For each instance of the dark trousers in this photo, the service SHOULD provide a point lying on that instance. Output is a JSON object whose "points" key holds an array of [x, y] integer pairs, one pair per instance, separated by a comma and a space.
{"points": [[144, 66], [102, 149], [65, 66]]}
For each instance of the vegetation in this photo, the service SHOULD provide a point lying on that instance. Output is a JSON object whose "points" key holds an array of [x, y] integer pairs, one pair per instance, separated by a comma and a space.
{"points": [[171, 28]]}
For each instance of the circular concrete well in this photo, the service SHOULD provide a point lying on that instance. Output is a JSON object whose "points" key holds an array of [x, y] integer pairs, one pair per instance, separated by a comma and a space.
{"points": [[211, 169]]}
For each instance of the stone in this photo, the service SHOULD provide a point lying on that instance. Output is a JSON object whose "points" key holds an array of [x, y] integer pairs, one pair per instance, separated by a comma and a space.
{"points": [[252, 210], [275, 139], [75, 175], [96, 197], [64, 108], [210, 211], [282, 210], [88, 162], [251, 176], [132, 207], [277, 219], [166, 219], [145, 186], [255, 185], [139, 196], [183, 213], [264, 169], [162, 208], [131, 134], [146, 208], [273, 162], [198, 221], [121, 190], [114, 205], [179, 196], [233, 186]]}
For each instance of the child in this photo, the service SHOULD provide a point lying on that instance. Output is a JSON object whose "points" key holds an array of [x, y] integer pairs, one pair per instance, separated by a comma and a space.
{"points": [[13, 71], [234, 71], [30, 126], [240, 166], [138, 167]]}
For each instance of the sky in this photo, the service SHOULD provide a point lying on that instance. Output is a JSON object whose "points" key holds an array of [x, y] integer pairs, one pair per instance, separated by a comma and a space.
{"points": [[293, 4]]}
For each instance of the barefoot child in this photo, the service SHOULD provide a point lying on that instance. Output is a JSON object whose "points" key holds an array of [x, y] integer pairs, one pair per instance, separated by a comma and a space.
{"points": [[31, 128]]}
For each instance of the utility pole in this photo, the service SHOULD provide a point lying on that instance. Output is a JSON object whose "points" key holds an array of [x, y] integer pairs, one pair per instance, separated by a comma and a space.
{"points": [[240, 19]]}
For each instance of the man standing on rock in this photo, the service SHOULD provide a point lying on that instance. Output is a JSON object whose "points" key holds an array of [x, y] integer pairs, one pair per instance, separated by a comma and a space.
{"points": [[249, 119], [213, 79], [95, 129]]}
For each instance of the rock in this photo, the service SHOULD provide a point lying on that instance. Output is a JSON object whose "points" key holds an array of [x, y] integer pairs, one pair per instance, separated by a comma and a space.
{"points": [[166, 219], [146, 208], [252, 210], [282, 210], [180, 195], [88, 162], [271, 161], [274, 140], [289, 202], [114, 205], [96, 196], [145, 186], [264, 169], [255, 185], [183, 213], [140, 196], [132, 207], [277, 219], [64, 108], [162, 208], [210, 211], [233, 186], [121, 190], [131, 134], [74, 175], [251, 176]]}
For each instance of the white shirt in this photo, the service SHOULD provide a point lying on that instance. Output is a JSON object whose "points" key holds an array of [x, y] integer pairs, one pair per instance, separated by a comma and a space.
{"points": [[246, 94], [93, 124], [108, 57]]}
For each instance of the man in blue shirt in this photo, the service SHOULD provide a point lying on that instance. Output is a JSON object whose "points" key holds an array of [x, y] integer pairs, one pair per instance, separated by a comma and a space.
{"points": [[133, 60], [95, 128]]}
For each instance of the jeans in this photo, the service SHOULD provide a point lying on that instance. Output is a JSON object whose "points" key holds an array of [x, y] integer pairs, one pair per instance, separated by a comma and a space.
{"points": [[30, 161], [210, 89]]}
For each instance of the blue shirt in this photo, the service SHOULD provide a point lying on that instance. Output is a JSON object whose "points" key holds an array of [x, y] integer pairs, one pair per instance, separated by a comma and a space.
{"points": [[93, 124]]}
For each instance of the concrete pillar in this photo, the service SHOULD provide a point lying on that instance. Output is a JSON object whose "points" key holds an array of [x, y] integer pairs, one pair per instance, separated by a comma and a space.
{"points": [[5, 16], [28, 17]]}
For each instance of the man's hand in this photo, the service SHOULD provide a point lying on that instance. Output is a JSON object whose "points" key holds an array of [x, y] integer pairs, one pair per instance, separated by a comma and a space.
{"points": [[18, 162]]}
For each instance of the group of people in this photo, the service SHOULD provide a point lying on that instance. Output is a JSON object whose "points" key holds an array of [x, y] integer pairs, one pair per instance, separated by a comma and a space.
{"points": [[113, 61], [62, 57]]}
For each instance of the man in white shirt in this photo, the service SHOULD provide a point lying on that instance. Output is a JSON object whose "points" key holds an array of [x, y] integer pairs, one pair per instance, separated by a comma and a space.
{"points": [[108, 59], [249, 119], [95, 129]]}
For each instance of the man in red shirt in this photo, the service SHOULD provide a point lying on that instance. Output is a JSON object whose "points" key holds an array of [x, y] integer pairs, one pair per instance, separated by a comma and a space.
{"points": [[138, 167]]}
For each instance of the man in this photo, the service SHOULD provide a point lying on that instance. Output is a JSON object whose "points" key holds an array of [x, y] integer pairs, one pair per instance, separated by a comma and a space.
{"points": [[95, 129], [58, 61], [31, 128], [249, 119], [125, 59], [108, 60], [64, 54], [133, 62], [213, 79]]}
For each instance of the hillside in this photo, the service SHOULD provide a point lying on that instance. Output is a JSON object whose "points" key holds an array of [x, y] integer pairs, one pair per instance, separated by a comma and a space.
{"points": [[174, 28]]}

■ ■ ■

Problem to solve:
Restating every entry above word for word is the whole task.

Result of the task:
For each instance of the dark trousers in this photo, the service SHOULD provide a point lying on that instance. Output is a JSON object whose "points" key holds an array of [x, y] integer pairs, one pair per instance, separated by a comma and a space.
{"points": [[144, 66], [102, 149], [65, 66]]}
For each instance of the vegetation in this photo, the service SHOULD provide a point lying on that instance. Output is a JSON object whose "points" key holds an array of [x, y] integer pairs, one pair per instance, separated by a comma and a space.
{"points": [[171, 28]]}
For each instance of the circular concrete well in this photo, the service SHOULD provide a point lying on that instance. Output is a JSON object whose "points" key holds an array of [x, y] integer pairs, one pair per instance, separated by a comma and a space.
{"points": [[211, 169]]}
For each instance of the stone in this photo, the service SHOULD provide a point lying on that instance. Output is a JSON object whose "points" key holds an array of [x, y] integer pairs, one pair per instance, separated by a comma and a space.
{"points": [[252, 210], [275, 139], [75, 175], [96, 197], [64, 108], [210, 211], [282, 210], [88, 162], [251, 176], [132, 207], [277, 219], [166, 219], [145, 186], [255, 185], [139, 196], [183, 213], [264, 169], [162, 208], [131, 134], [146, 208], [273, 162], [198, 221], [121, 190], [114, 205], [179, 196], [233, 186]]}
For each instance of the child in this photo, the service SHOULD provide a point lying on that instance. Output is a JSON object whose "points" key holds an array of [x, y] integer pairs, one pair per instance, separated by a comma and a space.
{"points": [[13, 71], [234, 71], [30, 126], [240, 166], [138, 167]]}
For each instance of the sky in this photo, the service SHOULD provide a point lying on that instance. Output is a JSON object whose "points" key holds an array of [x, y] integer pairs, one pair per instance, separated by a comma and a space.
{"points": [[293, 4]]}
For each instance of the barefoot child in this photo, the service SHOULD provide a point lying on that instance. Output is a JSON object whose "points" key holds an array of [x, y] integer pairs, one pair per instance, separated by a comma and a space.
{"points": [[31, 128]]}
For each instance of the utility pole in this photo, the service SHOULD provide a point lying on that instance. Output is a JSON object whose "points" key holds an array of [x, y] integer pairs, one pair per instance, separated by a comma and a space.
{"points": [[240, 19]]}
For each instance of the man standing on rock in this photo, the service SHOULD provide a point lying on that instance. Output is a JSON object whose "points" key holds an array of [x, y] integer pairs, one pair per instance, separated by a comma and a space.
{"points": [[249, 119], [213, 79], [95, 129]]}
For each instance of the rock in this photo, the service SHOULD provide a point lying on that instance. Output is a JSON object whose "points" key holds an array of [x, y] integer pairs, one pair per instance, separated by a comma and a space.
{"points": [[166, 219], [146, 208], [252, 210], [282, 210], [180, 195], [88, 162], [271, 161], [274, 140], [289, 202], [114, 205], [96, 196], [145, 186], [264, 169], [255, 185], [183, 213], [140, 196], [132, 207], [277, 219], [64, 108], [162, 208], [210, 211], [233, 186], [121, 190], [131, 134], [74, 175], [251, 176]]}
For each instance of the white shirt in this photo, the service SHOULD provide a point lying on that instance. Output is a JSON object whose "points" key holds an array of [x, y] integer pairs, one pair per instance, separated by a comma and a space.
{"points": [[246, 94], [93, 124], [108, 57]]}
For each instance of the man in blue shirt in this photo, the service SHOULD provide a point lying on that instance. Output is a JSON object whose "points" key holds an array of [x, y] integer pairs, one pair per instance, separated by a comma and a space.
{"points": [[133, 60], [95, 128]]}
For each instance of the jeans in this photo, the service SHOULD provide a point lying on that instance. Output is a JSON object whose "points" key holds an array of [x, y] integer pairs, one pair per instance, separated by a comma and a space.
{"points": [[30, 161], [210, 89]]}
For each instance of the blue shirt in this photo, the service SHOULD provide a point lying on that instance. Output is a JSON object whose "points" key holds an array of [x, y] integer pairs, one pair per instance, separated by a comma and a space.
{"points": [[93, 124]]}
For each instance of the concrete pillar in this photo, the service SHOULD provide a point lying on that instance. Output is a JSON object whose "points" key holds an array of [x, y] integer pairs, one pair per instance, separated by a comma and a space.
{"points": [[5, 16], [28, 17]]}
For each instance of the man's hand in this photo, the service SHOULD provide a point lying on that instance. Output is a JSON object whose "points" key holds an array of [x, y] integer pairs, one pair per instance, separated by a comma and a space.
{"points": [[18, 162]]}
For each instance of the group of people in this photo, the service SHOULD provide a point lying on that instance. Output is a JSON object whose "points" key holds an array of [x, y] integer pairs, one pair per instance, separated by a comma and a space.
{"points": [[113, 61], [62, 57]]}
For each instance of the man in white shirt in this photo, the service SHOULD provide a point lying on that instance. Output is a JSON object whose "points" key holds an array of [x, y] integer pairs, one pair per instance, separated by a comma and a space.
{"points": [[108, 59], [249, 119], [95, 129]]}
For each instance of the man in red shirt in this photo, the service SHOULD provide a point lying on that instance. Output is a JSON object whose "points" key holds an array of [x, y] integer pairs, one pair per instance, separated by a comma and a space.
{"points": [[138, 167]]}
For each instance of the man in this photo, the service SHOULD provide a point lying on that instance. Output is a JSON object whose "points" key holds an array of [x, y] integer pairs, one pair per instance, separated by a comma and a space.
{"points": [[95, 129], [58, 61], [31, 128], [249, 119], [125, 59], [108, 60], [64, 54], [133, 62], [213, 79]]}
For each instance of the hillside in this photo, the service SHOULD provide a point lying on that instance. Output is a JSON object whose "points" key holds an array of [x, y] integer pairs, one pair per instance, separated by a comma and a space.
{"points": [[174, 28]]}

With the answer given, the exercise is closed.